(QUOTED PASSAGE Opens)

At this Bonaire reef, the olive-green coral is alive, but the mottled-gray coral is dead. / Credit:Living Oceans Foundation/IPS
Limiting climate change to two degrees C won’t save most coral reefs, according to new, state-of-the-art research.
About 70 percent of corals are projected to suffer from long-term degradation by 2030 with two degrees C of warming, the first comprehensive global survey reported Sunday in the journal Nature Climate Change.
The planet will get far hotter than two degrees C based on current commitments by countries to reduce their greenhouse gas emissions, mainly from burning oil, gas and coal. Humanity is on course to heat up the atmosphere an average of three and even four degrees C, according to the Climate Action Tracker, an international scientific monitor. Those temperature levels are what most scientists consider “catastrophic”.
Global temperatures have risen an average of about 0.8C so far and already melted much of the Arctic and generated costly extreme weather events around the planet. Keeping that global average increase below two degrees is only a matter of “political will” not technology, said Bill Hare, director of Climate Analytics, one of the partners in the Climate Action Tracker.
If humanity wants to keep at least half of the remaining coral reefs, then global temperatures cannot rise to 1.5C. “Limiting global warming to 2 C is unlikely to save most coral reefs,” the paper reports.
“We must realise what is at stake as global temperatures rise,” said co-author Malte Meinshausen of School of Earth Sciences at the University of Melbourne.
“Countries must be as ambitious as possible in their emission reductions to give corals a chance,” Meinshausen told IPS.
Coral reefs are considered by many to be one of the life-support systems essential for human survival. For more than 2.6 billion people, seafood is the main source of protein. Corals act as the nurseries and habitat for many fish species, and are vital for up to 33 percent of all ocean species, according to the World Conservation Union (IUCN).
Reefs also provide vital shoreline protection from storms. Without reefs, for example, Belize would suffer 240 million dollars in damage from storms, according to one estimate.
This study used the very latest climate models and applied them to growing science about the impacts of rising temperatures and acidification levels projected in the decades to come, said co-author Simon Donner, a marine biologist and climatologist at the University of British Columbia.
The increasing ocean acid conditions appear to be reducing coral’s thermal tolerance, Donner said in an interview. Tropical corals have a narrow water temperature range in which they thrive. When water temperature rises only two or three degrees, they “bleach” or turn white.
Corals can survive this, but if the heat stress persists long enough – weeks instead of days – the corals can die in great numbers, as they did in 1998 when 16 percent of the world’s tropical corals died.

(QUOTED PASSAGE Closes)
(DATASET ENTRIES Opens)

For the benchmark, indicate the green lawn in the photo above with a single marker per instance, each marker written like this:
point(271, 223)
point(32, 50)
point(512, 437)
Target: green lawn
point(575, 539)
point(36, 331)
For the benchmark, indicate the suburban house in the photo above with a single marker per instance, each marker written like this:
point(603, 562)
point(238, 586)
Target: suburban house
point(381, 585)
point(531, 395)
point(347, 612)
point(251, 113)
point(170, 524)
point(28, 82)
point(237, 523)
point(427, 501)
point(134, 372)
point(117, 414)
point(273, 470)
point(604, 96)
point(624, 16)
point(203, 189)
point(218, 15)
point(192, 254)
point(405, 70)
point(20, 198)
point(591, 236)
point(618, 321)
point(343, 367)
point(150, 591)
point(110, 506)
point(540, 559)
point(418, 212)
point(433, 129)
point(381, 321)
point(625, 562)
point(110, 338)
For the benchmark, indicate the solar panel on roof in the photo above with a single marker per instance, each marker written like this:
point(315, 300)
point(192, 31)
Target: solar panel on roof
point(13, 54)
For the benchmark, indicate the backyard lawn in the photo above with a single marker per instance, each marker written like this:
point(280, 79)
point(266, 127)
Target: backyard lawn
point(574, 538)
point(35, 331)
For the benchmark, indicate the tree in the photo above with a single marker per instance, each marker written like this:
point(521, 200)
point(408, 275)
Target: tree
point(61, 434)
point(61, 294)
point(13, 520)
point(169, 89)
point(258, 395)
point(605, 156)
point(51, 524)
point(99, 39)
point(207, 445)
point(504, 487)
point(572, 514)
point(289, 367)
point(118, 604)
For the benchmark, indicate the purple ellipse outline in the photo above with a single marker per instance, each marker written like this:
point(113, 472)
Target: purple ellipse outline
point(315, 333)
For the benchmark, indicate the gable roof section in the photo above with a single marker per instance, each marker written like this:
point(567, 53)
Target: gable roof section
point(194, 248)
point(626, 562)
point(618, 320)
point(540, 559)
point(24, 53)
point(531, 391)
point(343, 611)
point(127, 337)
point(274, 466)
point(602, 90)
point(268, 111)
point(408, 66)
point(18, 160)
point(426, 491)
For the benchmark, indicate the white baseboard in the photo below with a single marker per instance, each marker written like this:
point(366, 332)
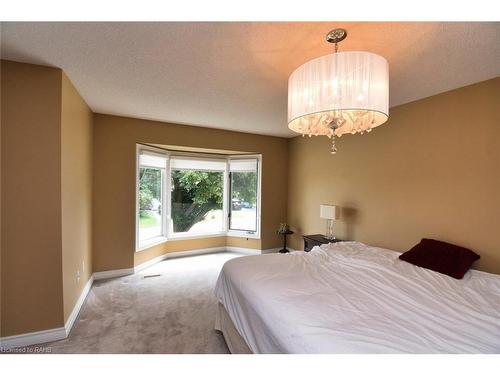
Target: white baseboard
point(32, 338)
point(113, 273)
point(177, 254)
point(61, 333)
point(79, 303)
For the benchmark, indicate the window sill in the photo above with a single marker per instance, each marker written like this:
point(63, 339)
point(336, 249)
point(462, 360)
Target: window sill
point(192, 236)
point(253, 236)
point(146, 244)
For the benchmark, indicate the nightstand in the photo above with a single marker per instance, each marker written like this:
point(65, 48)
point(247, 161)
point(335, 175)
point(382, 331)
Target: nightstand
point(312, 240)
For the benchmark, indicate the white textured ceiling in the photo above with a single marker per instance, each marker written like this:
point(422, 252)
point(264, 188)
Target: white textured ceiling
point(234, 75)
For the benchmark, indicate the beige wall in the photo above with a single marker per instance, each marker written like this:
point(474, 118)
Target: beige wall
point(114, 184)
point(76, 197)
point(431, 171)
point(31, 198)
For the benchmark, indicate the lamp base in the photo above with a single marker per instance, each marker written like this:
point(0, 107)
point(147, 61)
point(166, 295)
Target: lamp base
point(329, 230)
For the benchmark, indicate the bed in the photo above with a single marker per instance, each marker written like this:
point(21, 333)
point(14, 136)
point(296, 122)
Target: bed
point(348, 297)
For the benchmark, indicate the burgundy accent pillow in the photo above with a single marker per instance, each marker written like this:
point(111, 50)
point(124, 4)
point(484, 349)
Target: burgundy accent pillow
point(439, 256)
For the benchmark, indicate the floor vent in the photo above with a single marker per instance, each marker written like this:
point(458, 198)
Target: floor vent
point(149, 276)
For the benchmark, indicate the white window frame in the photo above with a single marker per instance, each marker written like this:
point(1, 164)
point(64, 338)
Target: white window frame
point(244, 233)
point(141, 245)
point(167, 225)
point(185, 236)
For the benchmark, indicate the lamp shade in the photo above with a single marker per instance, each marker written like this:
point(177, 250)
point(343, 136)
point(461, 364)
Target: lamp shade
point(328, 212)
point(344, 92)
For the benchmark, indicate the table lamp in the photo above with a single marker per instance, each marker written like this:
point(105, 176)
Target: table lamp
point(330, 213)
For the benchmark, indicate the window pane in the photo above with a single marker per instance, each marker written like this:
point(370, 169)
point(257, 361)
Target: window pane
point(197, 198)
point(243, 200)
point(150, 203)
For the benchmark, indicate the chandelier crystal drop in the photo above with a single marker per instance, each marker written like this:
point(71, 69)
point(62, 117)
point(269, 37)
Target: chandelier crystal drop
point(340, 93)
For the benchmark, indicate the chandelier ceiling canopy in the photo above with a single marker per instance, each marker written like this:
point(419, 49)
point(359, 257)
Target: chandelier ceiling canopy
point(340, 93)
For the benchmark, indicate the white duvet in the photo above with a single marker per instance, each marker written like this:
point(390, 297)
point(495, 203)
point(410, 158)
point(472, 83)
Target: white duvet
point(351, 298)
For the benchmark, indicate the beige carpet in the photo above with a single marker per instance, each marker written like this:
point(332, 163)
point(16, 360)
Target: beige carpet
point(171, 313)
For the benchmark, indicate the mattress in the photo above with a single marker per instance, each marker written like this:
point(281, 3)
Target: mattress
point(348, 297)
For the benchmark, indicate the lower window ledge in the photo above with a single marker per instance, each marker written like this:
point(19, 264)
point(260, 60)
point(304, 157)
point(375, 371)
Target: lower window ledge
point(147, 244)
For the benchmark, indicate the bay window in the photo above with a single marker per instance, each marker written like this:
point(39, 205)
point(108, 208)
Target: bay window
point(151, 214)
point(185, 196)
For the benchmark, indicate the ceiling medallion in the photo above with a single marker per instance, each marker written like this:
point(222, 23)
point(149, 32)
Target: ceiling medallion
point(340, 93)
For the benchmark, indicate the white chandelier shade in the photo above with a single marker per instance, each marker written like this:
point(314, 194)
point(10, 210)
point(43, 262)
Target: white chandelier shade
point(340, 93)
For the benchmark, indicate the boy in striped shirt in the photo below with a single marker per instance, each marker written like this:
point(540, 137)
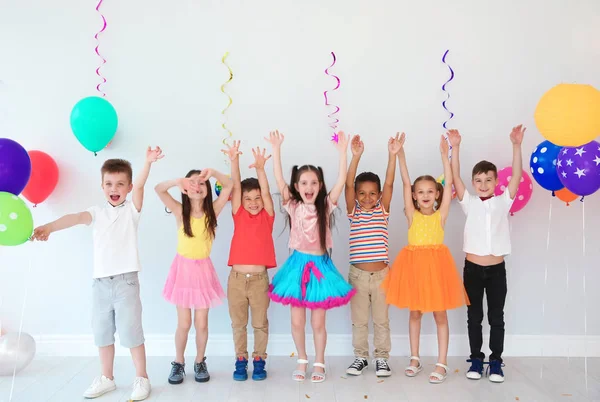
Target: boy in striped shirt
point(368, 210)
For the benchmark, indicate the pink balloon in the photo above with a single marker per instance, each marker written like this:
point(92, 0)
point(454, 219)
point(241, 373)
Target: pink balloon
point(523, 192)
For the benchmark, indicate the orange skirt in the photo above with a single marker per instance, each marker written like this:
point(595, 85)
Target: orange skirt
point(424, 278)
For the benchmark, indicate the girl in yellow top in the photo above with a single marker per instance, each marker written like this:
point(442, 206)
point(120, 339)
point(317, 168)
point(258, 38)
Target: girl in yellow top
point(423, 277)
point(192, 281)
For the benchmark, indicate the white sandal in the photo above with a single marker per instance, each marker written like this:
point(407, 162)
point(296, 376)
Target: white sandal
point(412, 371)
point(318, 377)
point(439, 378)
point(299, 373)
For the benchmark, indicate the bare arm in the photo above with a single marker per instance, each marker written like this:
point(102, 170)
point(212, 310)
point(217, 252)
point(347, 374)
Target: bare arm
point(516, 137)
point(43, 232)
point(265, 192)
point(447, 197)
point(276, 139)
point(459, 186)
point(390, 173)
point(342, 146)
point(152, 155)
point(236, 192)
point(357, 147)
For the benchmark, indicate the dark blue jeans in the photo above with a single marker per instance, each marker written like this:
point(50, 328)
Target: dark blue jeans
point(490, 280)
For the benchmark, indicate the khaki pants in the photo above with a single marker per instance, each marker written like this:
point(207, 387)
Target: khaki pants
point(369, 296)
point(243, 291)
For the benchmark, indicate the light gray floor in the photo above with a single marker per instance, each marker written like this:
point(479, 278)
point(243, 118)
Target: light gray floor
point(527, 379)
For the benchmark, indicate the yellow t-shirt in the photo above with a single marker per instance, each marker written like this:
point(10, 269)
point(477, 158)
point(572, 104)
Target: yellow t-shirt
point(426, 230)
point(197, 247)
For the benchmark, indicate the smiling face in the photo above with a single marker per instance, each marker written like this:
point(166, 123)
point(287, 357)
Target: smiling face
point(116, 186)
point(485, 183)
point(367, 194)
point(425, 193)
point(308, 186)
point(252, 201)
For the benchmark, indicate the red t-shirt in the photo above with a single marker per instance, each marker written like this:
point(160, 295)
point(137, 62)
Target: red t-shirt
point(252, 242)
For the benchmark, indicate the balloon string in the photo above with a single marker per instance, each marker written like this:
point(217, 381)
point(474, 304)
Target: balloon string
point(26, 286)
point(545, 284)
point(584, 297)
point(96, 49)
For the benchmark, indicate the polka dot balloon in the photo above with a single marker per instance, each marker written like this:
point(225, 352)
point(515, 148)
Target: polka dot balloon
point(16, 223)
point(523, 192)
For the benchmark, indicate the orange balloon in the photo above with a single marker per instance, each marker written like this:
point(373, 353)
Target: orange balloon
point(565, 195)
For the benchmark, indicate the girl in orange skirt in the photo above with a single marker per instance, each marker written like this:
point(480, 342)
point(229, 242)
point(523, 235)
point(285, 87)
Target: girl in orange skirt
point(423, 277)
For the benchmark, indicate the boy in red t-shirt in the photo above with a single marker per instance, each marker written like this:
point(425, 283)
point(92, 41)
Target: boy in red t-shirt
point(252, 253)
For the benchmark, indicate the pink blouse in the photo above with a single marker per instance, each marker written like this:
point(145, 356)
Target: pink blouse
point(304, 234)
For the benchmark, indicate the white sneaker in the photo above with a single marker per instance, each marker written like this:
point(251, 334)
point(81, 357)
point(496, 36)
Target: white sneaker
point(141, 389)
point(100, 386)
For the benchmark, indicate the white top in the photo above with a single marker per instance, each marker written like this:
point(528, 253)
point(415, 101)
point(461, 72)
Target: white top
point(486, 229)
point(115, 239)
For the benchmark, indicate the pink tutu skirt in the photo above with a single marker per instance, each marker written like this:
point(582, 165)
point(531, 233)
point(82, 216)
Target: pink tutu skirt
point(193, 284)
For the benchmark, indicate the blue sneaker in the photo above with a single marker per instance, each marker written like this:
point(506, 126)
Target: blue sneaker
point(259, 372)
point(495, 371)
point(241, 369)
point(476, 370)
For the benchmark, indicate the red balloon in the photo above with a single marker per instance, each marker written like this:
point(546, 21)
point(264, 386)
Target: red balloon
point(44, 176)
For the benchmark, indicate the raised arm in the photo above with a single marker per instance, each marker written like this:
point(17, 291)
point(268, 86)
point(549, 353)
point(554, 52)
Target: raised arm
point(390, 173)
point(42, 233)
point(459, 186)
point(152, 155)
point(276, 139)
point(357, 147)
point(409, 206)
point(233, 152)
point(225, 181)
point(516, 137)
point(265, 192)
point(447, 197)
point(342, 146)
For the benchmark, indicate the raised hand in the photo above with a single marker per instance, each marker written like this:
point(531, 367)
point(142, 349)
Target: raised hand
point(342, 144)
point(275, 138)
point(454, 137)
point(517, 133)
point(152, 155)
point(232, 151)
point(259, 158)
point(357, 146)
point(396, 143)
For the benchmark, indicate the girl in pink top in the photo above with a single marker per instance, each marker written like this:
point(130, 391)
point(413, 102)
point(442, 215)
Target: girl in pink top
point(308, 279)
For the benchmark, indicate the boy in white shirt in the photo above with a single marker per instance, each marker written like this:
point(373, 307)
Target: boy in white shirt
point(486, 243)
point(116, 292)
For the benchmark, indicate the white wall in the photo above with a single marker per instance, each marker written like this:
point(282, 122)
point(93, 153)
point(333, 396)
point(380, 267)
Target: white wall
point(164, 73)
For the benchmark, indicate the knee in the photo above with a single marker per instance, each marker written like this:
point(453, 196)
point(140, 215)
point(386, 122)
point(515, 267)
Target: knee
point(415, 316)
point(440, 317)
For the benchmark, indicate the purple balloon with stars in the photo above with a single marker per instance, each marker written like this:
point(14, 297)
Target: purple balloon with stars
point(579, 168)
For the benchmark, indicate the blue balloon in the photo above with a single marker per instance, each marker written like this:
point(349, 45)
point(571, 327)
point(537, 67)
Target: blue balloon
point(543, 166)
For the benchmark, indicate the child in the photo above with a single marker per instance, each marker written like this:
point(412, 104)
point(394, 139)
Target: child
point(487, 241)
point(192, 282)
point(116, 303)
point(308, 279)
point(252, 253)
point(424, 278)
point(369, 213)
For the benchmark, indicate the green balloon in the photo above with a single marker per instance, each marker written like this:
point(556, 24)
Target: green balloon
point(16, 223)
point(94, 122)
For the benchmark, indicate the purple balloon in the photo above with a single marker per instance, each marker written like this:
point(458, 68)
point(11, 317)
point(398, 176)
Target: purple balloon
point(15, 166)
point(579, 168)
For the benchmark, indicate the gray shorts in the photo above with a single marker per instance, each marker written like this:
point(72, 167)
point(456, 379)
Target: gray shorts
point(117, 306)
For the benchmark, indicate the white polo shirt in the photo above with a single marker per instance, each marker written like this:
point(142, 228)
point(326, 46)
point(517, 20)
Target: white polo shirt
point(487, 230)
point(115, 239)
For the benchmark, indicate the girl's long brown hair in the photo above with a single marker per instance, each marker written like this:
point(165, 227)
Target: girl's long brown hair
point(207, 208)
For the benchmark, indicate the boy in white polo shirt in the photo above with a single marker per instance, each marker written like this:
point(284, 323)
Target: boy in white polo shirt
point(486, 243)
point(115, 292)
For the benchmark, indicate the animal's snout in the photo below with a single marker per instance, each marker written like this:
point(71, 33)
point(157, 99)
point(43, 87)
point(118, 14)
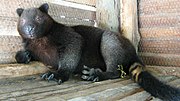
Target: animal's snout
point(29, 28)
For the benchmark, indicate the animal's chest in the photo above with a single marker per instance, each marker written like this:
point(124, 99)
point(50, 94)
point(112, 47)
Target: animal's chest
point(44, 51)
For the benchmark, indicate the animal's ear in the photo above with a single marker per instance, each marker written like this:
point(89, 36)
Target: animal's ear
point(19, 11)
point(44, 8)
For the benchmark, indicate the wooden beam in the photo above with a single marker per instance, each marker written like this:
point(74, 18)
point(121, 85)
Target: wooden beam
point(107, 14)
point(16, 70)
point(129, 20)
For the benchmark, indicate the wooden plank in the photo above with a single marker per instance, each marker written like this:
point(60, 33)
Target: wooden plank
point(170, 45)
point(108, 14)
point(150, 21)
point(160, 32)
point(41, 93)
point(149, 7)
point(160, 59)
point(54, 10)
point(142, 96)
point(164, 70)
point(97, 91)
point(86, 2)
point(129, 21)
point(107, 94)
point(15, 70)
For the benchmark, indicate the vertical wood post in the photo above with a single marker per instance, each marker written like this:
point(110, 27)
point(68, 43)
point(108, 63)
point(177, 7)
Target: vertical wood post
point(129, 21)
point(119, 15)
point(107, 14)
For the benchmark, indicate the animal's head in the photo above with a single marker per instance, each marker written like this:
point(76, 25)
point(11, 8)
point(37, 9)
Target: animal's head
point(34, 22)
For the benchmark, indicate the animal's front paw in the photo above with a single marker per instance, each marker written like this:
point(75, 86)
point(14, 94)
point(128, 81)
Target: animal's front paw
point(23, 57)
point(89, 74)
point(51, 77)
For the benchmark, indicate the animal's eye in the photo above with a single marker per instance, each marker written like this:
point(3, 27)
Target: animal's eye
point(38, 18)
point(22, 21)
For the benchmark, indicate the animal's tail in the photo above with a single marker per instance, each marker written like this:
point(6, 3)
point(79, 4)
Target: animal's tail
point(152, 85)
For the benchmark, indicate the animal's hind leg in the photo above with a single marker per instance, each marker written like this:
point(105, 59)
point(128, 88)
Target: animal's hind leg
point(111, 52)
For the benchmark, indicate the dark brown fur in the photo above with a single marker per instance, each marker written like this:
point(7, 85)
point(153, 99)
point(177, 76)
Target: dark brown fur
point(93, 51)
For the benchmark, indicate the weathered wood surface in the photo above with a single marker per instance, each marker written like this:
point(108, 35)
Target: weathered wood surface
point(160, 32)
point(30, 88)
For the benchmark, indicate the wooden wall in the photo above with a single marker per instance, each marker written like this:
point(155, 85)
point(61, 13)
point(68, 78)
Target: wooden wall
point(159, 25)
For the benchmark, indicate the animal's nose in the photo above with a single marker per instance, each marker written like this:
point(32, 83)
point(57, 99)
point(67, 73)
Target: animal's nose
point(29, 28)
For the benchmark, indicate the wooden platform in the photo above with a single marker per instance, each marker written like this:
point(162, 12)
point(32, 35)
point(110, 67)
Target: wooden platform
point(31, 88)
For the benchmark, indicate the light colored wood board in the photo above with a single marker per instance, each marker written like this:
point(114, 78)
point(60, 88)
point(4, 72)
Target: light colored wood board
point(54, 10)
point(71, 22)
point(142, 96)
point(151, 21)
point(86, 2)
point(106, 94)
point(160, 59)
point(169, 45)
point(8, 25)
point(160, 32)
point(96, 92)
point(15, 70)
point(164, 70)
point(150, 7)
point(59, 91)
point(129, 21)
point(108, 14)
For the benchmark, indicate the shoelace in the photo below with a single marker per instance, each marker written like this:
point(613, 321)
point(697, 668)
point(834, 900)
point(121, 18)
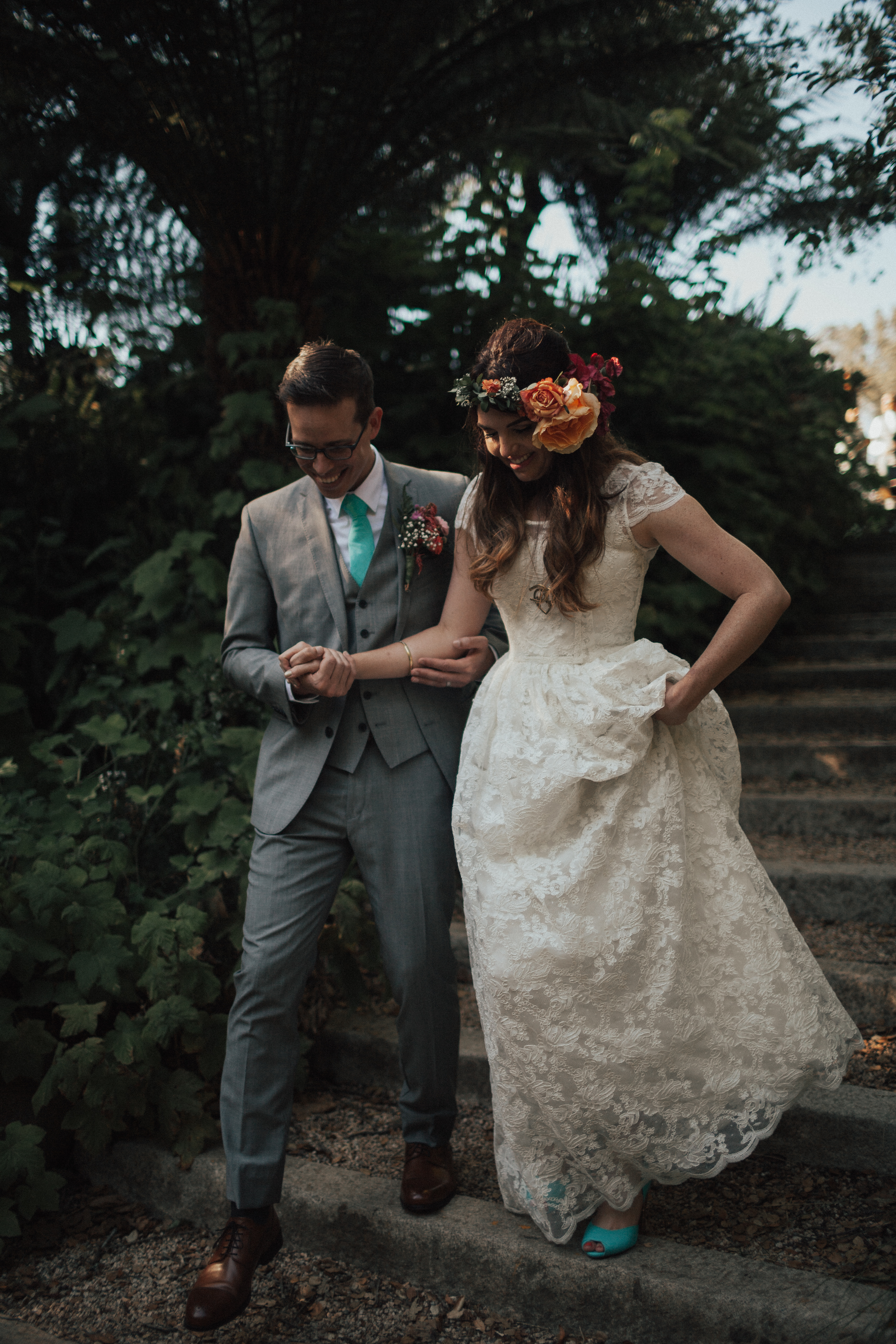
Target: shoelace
point(230, 1241)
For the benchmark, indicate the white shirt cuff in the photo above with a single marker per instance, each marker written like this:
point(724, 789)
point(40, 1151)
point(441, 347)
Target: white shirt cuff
point(296, 700)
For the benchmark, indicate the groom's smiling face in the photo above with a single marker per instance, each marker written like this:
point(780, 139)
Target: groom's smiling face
point(335, 427)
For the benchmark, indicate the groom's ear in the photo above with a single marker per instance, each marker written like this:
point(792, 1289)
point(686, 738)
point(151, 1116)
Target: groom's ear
point(375, 421)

(DATASET ENTRIES Closes)

# PROBLEMS TO SOLVE:
1) In the coral reef article, what share of the world's tropical corals died in 1998?
2) Extend the coral reef article past its final sentence, continuing its reporting in the same style.

# WRITTEN ANSWERS:
1) 16 percent.

2)
Emissions of greenhouse gases are not only warming the oceans, they have also made them 30 percent more acidic. The oceans and the atmosphere are intimately connected. When CO2 is released into the atmosphere from burning fossil fuels, some of that extra CO2 combines with carbonate ions in seawater, forming carbonic acid. This level of change in ocean chemistry has not happened in millions of years and is beginning to dissolve reefs.
Some corals will undoubtedly survive and some will adapt to the new conditions, although the changes are far more rapid than anything corals have ever experienced, said Donner.
“The bottom line is that humanity will lose the services that corals have provided for thousands of years,” he said.
Even at 1.5 C degrees of warming, only about half corals are likely to survive, the study found. That adds scientific weight to the small island nations’ and other countries’ call for a global target of 1.5 C, Donner said.
Every nation in the world officially agreed to keep global temperature increase below two degrees C at a U.N. climate meeting in Cancun, Mexico in 2010. An alliance of small islands and African countries had lobbied for the global target of less than 1.5 C due to the damages they are expected to suffer if temperatures rise above that mark.
Emissions must begin to decline this decade for either target so it is pointless to debate these targets right now, says Meinshausen. Once emissions are in significant decline, then how fast and how deep those cuts will have relevance for the final target, he said.
“I fear we’re going to miss our only chance to peak emissions this decade,” he said.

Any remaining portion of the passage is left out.